### [Given task]
Return each line of the data below that contains the string "microphone", copied in full. Matching is case-sensitive.

## START Excerpted records

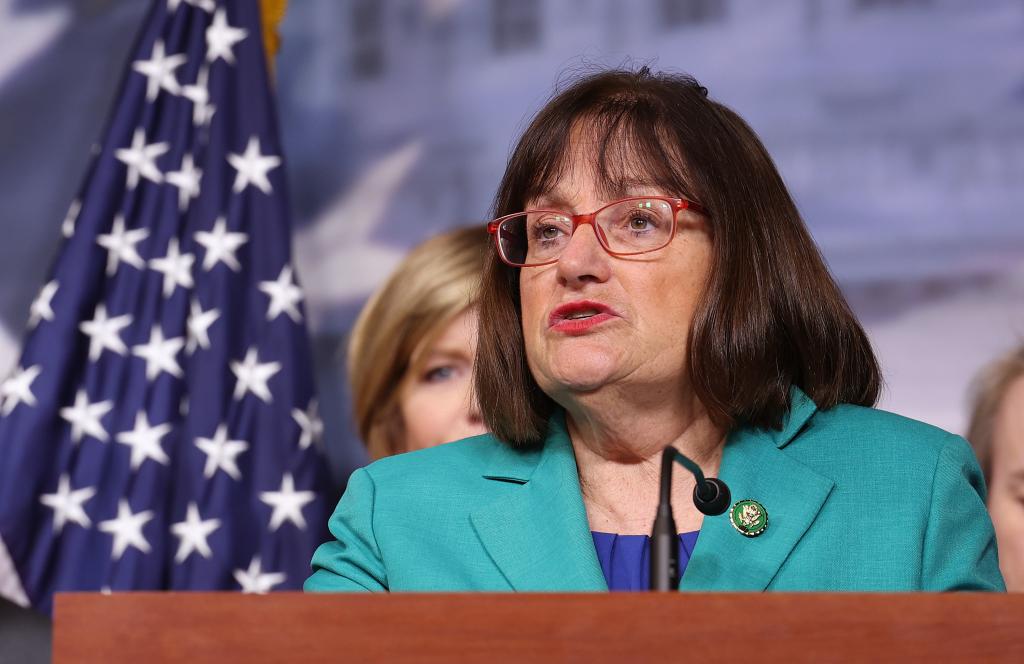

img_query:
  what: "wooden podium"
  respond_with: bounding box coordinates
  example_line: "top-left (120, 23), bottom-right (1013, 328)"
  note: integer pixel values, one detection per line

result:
top-left (53, 592), bottom-right (1024, 664)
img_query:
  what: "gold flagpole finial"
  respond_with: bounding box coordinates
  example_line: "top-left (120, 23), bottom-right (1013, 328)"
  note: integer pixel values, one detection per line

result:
top-left (259, 0), bottom-right (288, 72)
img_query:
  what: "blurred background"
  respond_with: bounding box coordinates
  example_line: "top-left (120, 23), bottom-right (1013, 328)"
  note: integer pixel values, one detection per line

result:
top-left (0, 0), bottom-right (1024, 482)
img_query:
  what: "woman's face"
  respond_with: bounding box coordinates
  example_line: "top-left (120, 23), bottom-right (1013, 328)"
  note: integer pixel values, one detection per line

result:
top-left (398, 308), bottom-right (486, 451)
top-left (988, 378), bottom-right (1024, 591)
top-left (519, 156), bottom-right (712, 405)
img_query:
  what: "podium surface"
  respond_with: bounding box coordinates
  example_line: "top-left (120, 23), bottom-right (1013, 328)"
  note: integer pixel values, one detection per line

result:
top-left (53, 592), bottom-right (1024, 664)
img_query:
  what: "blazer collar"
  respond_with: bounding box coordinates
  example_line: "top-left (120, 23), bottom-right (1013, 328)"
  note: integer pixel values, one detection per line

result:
top-left (470, 413), bottom-right (608, 591)
top-left (470, 387), bottom-right (834, 591)
top-left (680, 387), bottom-right (835, 591)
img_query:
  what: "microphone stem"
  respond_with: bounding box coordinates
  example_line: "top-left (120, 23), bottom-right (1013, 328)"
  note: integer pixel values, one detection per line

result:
top-left (650, 447), bottom-right (679, 591)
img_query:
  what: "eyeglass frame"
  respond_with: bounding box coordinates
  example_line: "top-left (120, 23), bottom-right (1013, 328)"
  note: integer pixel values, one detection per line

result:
top-left (487, 196), bottom-right (710, 267)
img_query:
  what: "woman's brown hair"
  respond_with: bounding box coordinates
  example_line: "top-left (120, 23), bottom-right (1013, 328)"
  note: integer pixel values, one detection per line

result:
top-left (476, 68), bottom-right (882, 447)
top-left (348, 225), bottom-right (487, 459)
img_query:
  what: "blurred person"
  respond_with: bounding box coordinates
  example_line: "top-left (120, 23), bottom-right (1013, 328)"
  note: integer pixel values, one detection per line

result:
top-left (305, 68), bottom-right (1004, 591)
top-left (967, 345), bottom-right (1024, 592)
top-left (348, 227), bottom-right (487, 459)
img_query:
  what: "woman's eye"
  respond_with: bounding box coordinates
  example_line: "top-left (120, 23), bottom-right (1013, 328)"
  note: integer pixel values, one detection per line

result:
top-left (538, 226), bottom-right (561, 240)
top-left (630, 216), bottom-right (650, 231)
top-left (423, 366), bottom-right (455, 382)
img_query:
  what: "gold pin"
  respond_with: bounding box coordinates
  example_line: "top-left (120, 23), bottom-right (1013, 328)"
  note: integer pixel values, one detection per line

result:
top-left (729, 498), bottom-right (768, 537)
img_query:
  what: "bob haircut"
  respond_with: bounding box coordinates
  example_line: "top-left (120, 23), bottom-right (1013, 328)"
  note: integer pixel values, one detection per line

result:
top-left (967, 345), bottom-right (1024, 487)
top-left (476, 67), bottom-right (882, 448)
top-left (348, 226), bottom-right (487, 459)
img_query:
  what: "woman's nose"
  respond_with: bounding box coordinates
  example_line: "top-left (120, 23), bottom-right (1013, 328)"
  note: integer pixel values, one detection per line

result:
top-left (556, 223), bottom-right (611, 287)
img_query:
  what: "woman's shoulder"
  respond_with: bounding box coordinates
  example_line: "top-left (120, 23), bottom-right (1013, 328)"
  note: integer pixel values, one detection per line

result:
top-left (790, 404), bottom-right (975, 472)
top-left (362, 433), bottom-right (520, 484)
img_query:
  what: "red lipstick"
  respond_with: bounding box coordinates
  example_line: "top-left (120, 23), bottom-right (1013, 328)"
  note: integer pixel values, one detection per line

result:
top-left (548, 300), bottom-right (618, 336)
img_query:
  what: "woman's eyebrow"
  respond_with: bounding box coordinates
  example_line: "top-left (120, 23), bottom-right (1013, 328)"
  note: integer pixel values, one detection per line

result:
top-left (426, 345), bottom-right (469, 362)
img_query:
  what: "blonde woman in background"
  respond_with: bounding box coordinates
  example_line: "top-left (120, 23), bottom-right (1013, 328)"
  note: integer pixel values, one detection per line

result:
top-left (967, 345), bottom-right (1024, 592)
top-left (348, 227), bottom-right (489, 459)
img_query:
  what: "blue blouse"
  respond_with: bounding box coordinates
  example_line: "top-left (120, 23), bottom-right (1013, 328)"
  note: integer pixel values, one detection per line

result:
top-left (591, 531), bottom-right (700, 590)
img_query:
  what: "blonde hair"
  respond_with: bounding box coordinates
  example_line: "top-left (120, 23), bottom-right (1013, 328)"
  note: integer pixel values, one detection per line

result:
top-left (967, 345), bottom-right (1024, 486)
top-left (348, 226), bottom-right (488, 459)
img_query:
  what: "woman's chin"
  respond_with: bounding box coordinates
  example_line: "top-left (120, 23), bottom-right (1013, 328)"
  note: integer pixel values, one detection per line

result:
top-left (551, 361), bottom-right (616, 392)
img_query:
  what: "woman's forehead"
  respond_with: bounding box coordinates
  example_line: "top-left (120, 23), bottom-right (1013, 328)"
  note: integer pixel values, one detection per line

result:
top-left (527, 117), bottom-right (684, 203)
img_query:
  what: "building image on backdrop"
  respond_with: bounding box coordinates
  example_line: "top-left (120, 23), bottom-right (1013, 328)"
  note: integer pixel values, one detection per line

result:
top-left (0, 0), bottom-right (1024, 481)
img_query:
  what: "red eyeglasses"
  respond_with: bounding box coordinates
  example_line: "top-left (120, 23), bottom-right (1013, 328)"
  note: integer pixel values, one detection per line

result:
top-left (487, 196), bottom-right (708, 267)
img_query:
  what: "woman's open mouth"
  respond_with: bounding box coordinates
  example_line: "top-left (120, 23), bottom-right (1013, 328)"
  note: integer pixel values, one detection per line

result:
top-left (548, 300), bottom-right (618, 335)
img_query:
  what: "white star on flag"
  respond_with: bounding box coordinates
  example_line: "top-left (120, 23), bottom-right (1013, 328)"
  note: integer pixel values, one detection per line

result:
top-left (131, 323), bottom-right (185, 381)
top-left (227, 136), bottom-right (281, 194)
top-left (164, 153), bottom-right (203, 212)
top-left (29, 281), bottom-right (58, 330)
top-left (114, 129), bottom-right (170, 190)
top-left (259, 265), bottom-right (302, 323)
top-left (99, 498), bottom-right (153, 561)
top-left (60, 199), bottom-right (82, 238)
top-left (117, 411), bottom-right (171, 470)
top-left (195, 215), bottom-right (249, 272)
top-left (292, 399), bottom-right (324, 450)
top-left (39, 473), bottom-right (96, 535)
top-left (78, 303), bottom-right (132, 361)
top-left (231, 346), bottom-right (281, 404)
top-left (60, 389), bottom-right (114, 443)
top-left (259, 472), bottom-right (316, 533)
top-left (234, 555), bottom-right (288, 594)
top-left (96, 214), bottom-right (150, 277)
top-left (150, 238), bottom-right (196, 297)
top-left (131, 39), bottom-right (188, 101)
top-left (181, 66), bottom-right (216, 127)
top-left (0, 365), bottom-right (43, 415)
top-left (196, 424), bottom-right (249, 480)
top-left (206, 8), bottom-right (249, 65)
top-left (185, 298), bottom-right (220, 355)
top-left (171, 502), bottom-right (220, 564)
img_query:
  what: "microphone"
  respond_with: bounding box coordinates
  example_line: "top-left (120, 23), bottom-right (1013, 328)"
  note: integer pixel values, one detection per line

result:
top-left (650, 446), bottom-right (732, 590)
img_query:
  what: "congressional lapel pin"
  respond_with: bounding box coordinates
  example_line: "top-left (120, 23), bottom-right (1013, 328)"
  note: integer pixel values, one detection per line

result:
top-left (729, 498), bottom-right (768, 537)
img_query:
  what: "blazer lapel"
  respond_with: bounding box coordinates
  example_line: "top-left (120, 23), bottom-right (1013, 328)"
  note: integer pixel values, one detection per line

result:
top-left (680, 388), bottom-right (835, 591)
top-left (470, 415), bottom-right (608, 591)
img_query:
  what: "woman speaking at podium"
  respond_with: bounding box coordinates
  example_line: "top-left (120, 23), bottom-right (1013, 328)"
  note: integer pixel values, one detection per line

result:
top-left (305, 68), bottom-right (1004, 591)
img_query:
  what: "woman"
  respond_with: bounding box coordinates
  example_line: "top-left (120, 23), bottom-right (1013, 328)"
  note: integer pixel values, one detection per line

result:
top-left (967, 345), bottom-right (1024, 592)
top-left (306, 68), bottom-right (1002, 590)
top-left (348, 227), bottom-right (487, 459)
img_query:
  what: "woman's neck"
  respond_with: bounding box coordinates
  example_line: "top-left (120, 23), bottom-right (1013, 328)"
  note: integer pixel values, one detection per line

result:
top-left (566, 389), bottom-right (725, 535)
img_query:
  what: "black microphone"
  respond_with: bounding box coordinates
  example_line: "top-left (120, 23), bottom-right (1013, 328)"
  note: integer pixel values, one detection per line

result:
top-left (650, 446), bottom-right (732, 590)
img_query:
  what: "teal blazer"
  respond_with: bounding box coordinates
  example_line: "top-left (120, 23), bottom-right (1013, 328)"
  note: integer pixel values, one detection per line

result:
top-left (305, 390), bottom-right (1005, 591)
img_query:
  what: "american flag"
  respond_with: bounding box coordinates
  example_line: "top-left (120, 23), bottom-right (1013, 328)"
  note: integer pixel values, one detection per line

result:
top-left (0, 0), bottom-right (330, 612)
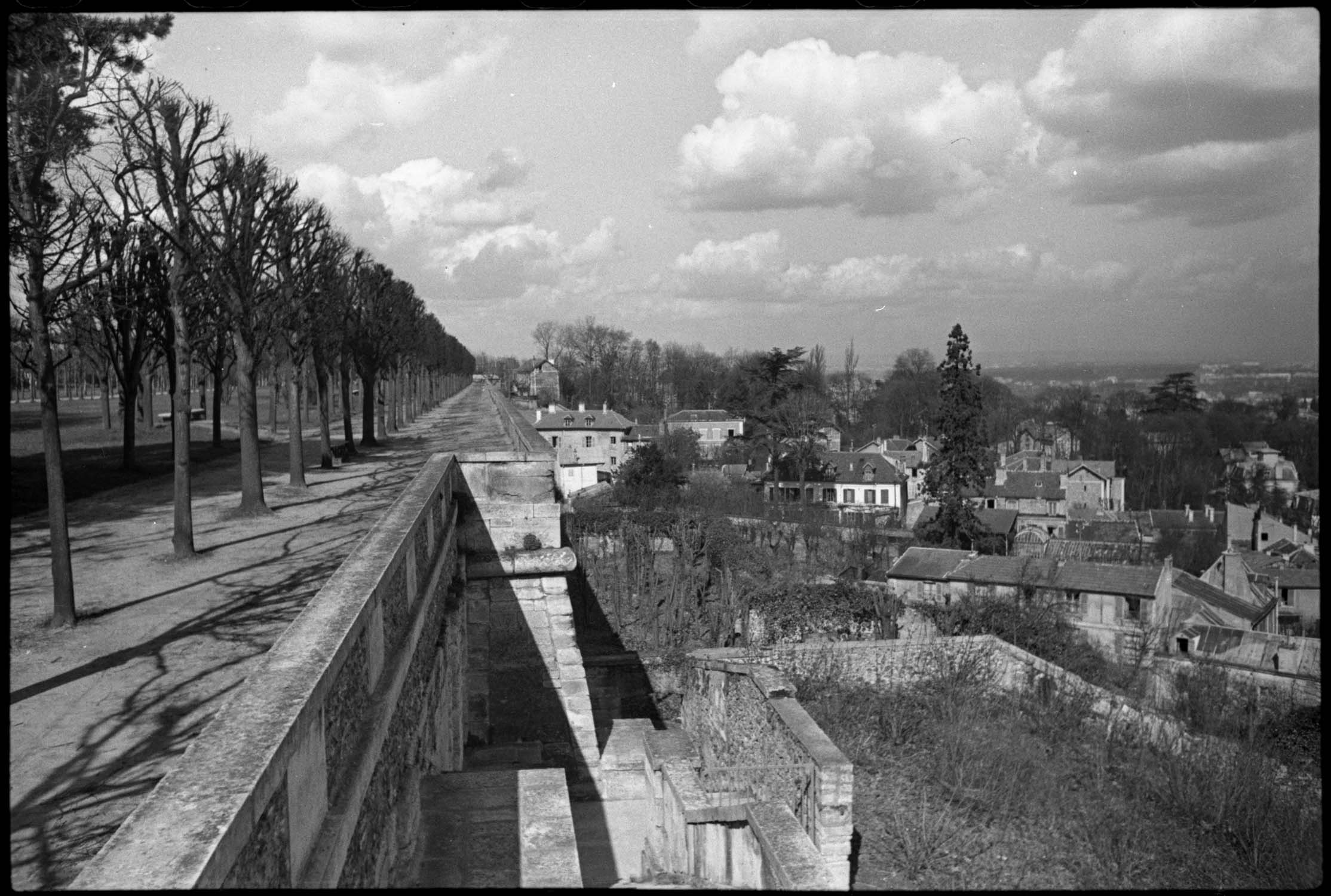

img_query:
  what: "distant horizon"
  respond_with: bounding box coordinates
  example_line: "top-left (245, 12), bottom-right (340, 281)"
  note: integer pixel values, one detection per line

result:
top-left (140, 7), bottom-right (1320, 364)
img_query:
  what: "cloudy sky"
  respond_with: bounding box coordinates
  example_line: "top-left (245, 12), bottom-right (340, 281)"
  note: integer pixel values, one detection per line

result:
top-left (145, 8), bottom-right (1320, 372)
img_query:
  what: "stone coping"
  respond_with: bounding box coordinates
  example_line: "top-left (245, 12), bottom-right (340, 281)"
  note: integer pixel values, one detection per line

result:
top-left (744, 802), bottom-right (836, 889)
top-left (467, 547), bottom-right (578, 581)
top-left (70, 454), bottom-right (468, 889)
top-left (519, 768), bottom-right (583, 886)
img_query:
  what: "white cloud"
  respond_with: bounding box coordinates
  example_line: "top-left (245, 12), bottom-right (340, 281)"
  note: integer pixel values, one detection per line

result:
top-left (433, 219), bottom-right (618, 301)
top-left (666, 231), bottom-right (1137, 309)
top-left (296, 157), bottom-right (532, 256)
top-left (257, 39), bottom-right (507, 148)
top-left (677, 39), bottom-right (1038, 214)
top-left (1025, 10), bottom-right (1320, 225)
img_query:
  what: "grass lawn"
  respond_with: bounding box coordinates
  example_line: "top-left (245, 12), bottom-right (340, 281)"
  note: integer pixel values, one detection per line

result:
top-left (796, 652), bottom-right (1321, 889)
top-left (10, 389), bottom-right (361, 519)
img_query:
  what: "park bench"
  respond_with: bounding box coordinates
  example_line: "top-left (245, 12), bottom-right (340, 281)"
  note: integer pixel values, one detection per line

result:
top-left (157, 407), bottom-right (208, 426)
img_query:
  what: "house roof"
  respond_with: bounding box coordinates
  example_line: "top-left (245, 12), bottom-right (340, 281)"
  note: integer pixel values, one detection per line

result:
top-left (1038, 538), bottom-right (1148, 563)
top-left (1054, 560), bottom-right (1163, 598)
top-left (1174, 570), bottom-right (1272, 623)
top-left (888, 547), bottom-right (971, 582)
top-left (1270, 569), bottom-right (1321, 590)
top-left (536, 409), bottom-right (635, 432)
top-left (666, 409), bottom-right (744, 424)
top-left (915, 505), bottom-right (1018, 535)
top-left (982, 472), bottom-right (1066, 501)
top-left (947, 555), bottom-right (1058, 588)
top-left (818, 452), bottom-right (901, 484)
top-left (1146, 507), bottom-right (1225, 529)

## END Excerpted records

### [Answer to this problem]
  what: "microphone stem"
  what: "microphone"
  what: "black microphone"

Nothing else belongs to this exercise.